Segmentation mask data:
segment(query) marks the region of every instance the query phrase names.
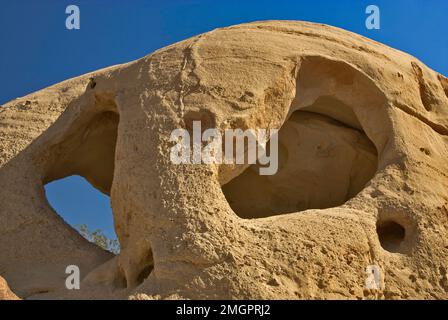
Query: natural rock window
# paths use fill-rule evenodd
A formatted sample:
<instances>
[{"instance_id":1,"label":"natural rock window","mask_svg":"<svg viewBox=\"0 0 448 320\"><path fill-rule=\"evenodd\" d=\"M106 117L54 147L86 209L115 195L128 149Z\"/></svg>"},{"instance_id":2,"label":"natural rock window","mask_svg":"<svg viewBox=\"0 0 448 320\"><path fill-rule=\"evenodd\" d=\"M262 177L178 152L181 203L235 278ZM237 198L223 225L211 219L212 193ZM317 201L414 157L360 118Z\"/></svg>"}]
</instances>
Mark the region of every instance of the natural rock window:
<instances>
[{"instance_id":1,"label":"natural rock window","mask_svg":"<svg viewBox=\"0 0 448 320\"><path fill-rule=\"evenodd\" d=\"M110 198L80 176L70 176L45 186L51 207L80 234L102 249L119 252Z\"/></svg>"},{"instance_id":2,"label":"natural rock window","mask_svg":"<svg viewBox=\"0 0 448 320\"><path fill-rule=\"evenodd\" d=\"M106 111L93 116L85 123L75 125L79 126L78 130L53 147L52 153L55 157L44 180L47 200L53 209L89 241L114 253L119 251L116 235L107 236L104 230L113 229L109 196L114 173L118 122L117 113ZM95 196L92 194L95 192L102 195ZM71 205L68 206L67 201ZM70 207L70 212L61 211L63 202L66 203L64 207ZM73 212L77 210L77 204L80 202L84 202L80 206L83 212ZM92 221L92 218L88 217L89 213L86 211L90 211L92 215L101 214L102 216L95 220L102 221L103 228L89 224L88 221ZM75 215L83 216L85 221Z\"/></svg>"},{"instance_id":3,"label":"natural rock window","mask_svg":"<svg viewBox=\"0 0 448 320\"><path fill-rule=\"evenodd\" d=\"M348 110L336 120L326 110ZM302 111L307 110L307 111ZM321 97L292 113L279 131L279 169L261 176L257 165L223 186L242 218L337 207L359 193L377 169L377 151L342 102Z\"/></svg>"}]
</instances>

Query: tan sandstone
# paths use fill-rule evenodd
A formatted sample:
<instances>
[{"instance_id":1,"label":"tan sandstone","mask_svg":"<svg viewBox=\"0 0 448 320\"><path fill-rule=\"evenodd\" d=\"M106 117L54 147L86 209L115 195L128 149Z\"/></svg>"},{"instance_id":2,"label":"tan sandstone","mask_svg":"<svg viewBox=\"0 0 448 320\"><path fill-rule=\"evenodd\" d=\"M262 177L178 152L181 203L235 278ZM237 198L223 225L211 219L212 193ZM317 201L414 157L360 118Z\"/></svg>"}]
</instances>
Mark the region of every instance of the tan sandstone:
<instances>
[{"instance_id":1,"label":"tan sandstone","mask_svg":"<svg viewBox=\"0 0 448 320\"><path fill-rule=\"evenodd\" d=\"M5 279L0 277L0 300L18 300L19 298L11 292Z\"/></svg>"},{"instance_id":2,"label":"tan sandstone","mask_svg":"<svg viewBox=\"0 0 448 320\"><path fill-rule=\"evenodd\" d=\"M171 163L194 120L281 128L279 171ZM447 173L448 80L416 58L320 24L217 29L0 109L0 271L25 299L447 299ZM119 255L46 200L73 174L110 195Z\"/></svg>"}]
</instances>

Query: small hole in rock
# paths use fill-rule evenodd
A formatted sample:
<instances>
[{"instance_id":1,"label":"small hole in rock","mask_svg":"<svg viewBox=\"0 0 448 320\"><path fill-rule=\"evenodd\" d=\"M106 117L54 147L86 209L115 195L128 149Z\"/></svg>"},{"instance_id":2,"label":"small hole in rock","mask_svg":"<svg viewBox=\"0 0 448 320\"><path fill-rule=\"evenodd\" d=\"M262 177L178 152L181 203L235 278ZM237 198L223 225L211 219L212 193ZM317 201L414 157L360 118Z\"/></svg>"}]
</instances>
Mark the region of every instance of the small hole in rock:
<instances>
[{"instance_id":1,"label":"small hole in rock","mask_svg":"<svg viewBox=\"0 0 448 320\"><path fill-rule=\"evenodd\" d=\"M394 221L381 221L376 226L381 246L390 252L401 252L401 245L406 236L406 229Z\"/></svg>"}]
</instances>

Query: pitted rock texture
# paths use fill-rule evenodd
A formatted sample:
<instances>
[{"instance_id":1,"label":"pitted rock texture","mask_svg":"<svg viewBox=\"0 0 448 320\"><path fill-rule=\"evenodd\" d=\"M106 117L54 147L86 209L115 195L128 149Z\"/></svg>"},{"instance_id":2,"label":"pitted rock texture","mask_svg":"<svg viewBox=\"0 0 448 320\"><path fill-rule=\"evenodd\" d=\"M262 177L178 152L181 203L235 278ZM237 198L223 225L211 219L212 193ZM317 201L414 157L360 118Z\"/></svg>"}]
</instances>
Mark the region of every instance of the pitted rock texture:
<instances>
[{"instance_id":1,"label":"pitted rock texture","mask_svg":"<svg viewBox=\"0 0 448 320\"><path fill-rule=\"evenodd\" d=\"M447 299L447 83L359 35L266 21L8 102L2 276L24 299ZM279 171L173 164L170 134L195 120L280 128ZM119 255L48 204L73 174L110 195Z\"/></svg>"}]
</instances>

What is being asked:
The answer is a faithful copy of the records above, with the pictures removed.

Exercise solution:
segment(query) marks the region of every instance the query phrase names.
Query: natural rock window
# paths use fill-rule evenodd
A formatted sample:
<instances>
[{"instance_id":1,"label":"natural rock window","mask_svg":"<svg viewBox=\"0 0 448 320\"><path fill-rule=\"evenodd\" d=\"M106 117L54 147L86 209L115 195L128 149Z\"/></svg>"},{"instance_id":2,"label":"natural rock window","mask_svg":"<svg viewBox=\"0 0 448 320\"><path fill-rule=\"evenodd\" d=\"M262 177L178 152L181 203L235 278ZM237 198L223 225L211 219L212 193ZM317 201L414 157L360 118Z\"/></svg>"}]
</instances>
Mark the region of every instance of the natural rock window:
<instances>
[{"instance_id":1,"label":"natural rock window","mask_svg":"<svg viewBox=\"0 0 448 320\"><path fill-rule=\"evenodd\" d=\"M110 198L80 176L70 176L45 186L51 207L80 234L102 249L119 252Z\"/></svg>"},{"instance_id":2,"label":"natural rock window","mask_svg":"<svg viewBox=\"0 0 448 320\"><path fill-rule=\"evenodd\" d=\"M106 111L93 116L85 123L75 125L79 126L78 130L53 147L52 153L55 157L44 180L47 200L53 209L89 241L114 253L119 251L116 235L107 236L104 230L113 229L109 196L114 173L118 122L117 113ZM95 196L92 194L95 192L102 195ZM71 205L68 206L67 201ZM70 207L70 212L61 211L63 202L66 203L64 207ZM73 212L77 210L77 204L80 202L84 202L80 206L83 212ZM92 221L92 218L88 217L89 213L86 211L90 211L92 215L101 214L102 216L95 220L102 221L103 228L89 224L88 221ZM75 215L83 216L85 221Z\"/></svg>"},{"instance_id":3,"label":"natural rock window","mask_svg":"<svg viewBox=\"0 0 448 320\"><path fill-rule=\"evenodd\" d=\"M348 110L336 120L326 110ZM302 111L307 110L307 111ZM321 97L292 113L279 131L279 169L261 176L257 165L223 186L242 218L337 207L359 193L377 169L377 151L342 102Z\"/></svg>"}]
</instances>

Query: tan sandstone
# paths use fill-rule evenodd
A formatted sample:
<instances>
[{"instance_id":1,"label":"tan sandstone","mask_svg":"<svg viewBox=\"0 0 448 320\"><path fill-rule=\"evenodd\" d=\"M106 117L54 147L86 209L115 195L128 149Z\"/></svg>"},{"instance_id":2,"label":"tan sandstone","mask_svg":"<svg viewBox=\"0 0 448 320\"><path fill-rule=\"evenodd\" d=\"M262 177L178 152L181 203L235 278ZM237 198L223 225L211 219L212 193ZM317 201L414 157L360 118Z\"/></svg>"}]
</instances>
Mark the region of every instance of the tan sandstone:
<instances>
[{"instance_id":1,"label":"tan sandstone","mask_svg":"<svg viewBox=\"0 0 448 320\"><path fill-rule=\"evenodd\" d=\"M5 279L0 277L0 300L18 300L19 298L11 292Z\"/></svg>"},{"instance_id":2,"label":"tan sandstone","mask_svg":"<svg viewBox=\"0 0 448 320\"><path fill-rule=\"evenodd\" d=\"M171 163L194 120L281 128L279 171ZM447 173L448 80L416 58L320 24L217 29L0 109L0 271L25 299L447 299ZM119 255L46 200L73 174L110 195Z\"/></svg>"}]
</instances>

Query: small hole in rock
# paths use fill-rule evenodd
A formatted sample:
<instances>
[{"instance_id":1,"label":"small hole in rock","mask_svg":"<svg viewBox=\"0 0 448 320\"><path fill-rule=\"evenodd\" d=\"M106 117L54 147L86 209L115 195L128 149Z\"/></svg>"},{"instance_id":2,"label":"small hole in rock","mask_svg":"<svg viewBox=\"0 0 448 320\"><path fill-rule=\"evenodd\" d=\"M262 177L178 152L181 203L235 278ZM237 198L223 225L211 219L212 193ZM317 201L414 157L360 118Z\"/></svg>"}]
</instances>
Mark the region of every instance of the small hole in rock:
<instances>
[{"instance_id":1,"label":"small hole in rock","mask_svg":"<svg viewBox=\"0 0 448 320\"><path fill-rule=\"evenodd\" d=\"M394 221L381 221L376 226L381 246L390 252L401 252L401 245L406 236L406 229Z\"/></svg>"}]
</instances>

Query: pitted rock texture
# paths use fill-rule evenodd
A formatted sample:
<instances>
[{"instance_id":1,"label":"pitted rock texture","mask_svg":"<svg viewBox=\"0 0 448 320\"><path fill-rule=\"evenodd\" d=\"M106 117L54 147L86 209L115 195L128 149Z\"/></svg>"},{"instance_id":2,"label":"pitted rock texture","mask_svg":"<svg viewBox=\"0 0 448 320\"><path fill-rule=\"evenodd\" d=\"M262 177L178 152L181 203L235 278ZM237 198L223 225L211 219L212 193ZM317 201L414 157L360 118Z\"/></svg>"}]
</instances>
Mark the region of every instance of the pitted rock texture:
<instances>
[{"instance_id":1,"label":"pitted rock texture","mask_svg":"<svg viewBox=\"0 0 448 320\"><path fill-rule=\"evenodd\" d=\"M447 299L447 83L359 35L266 21L8 102L2 276L24 299ZM279 171L173 164L170 134L195 120L280 128ZM119 255L48 204L73 174L110 195Z\"/></svg>"}]
</instances>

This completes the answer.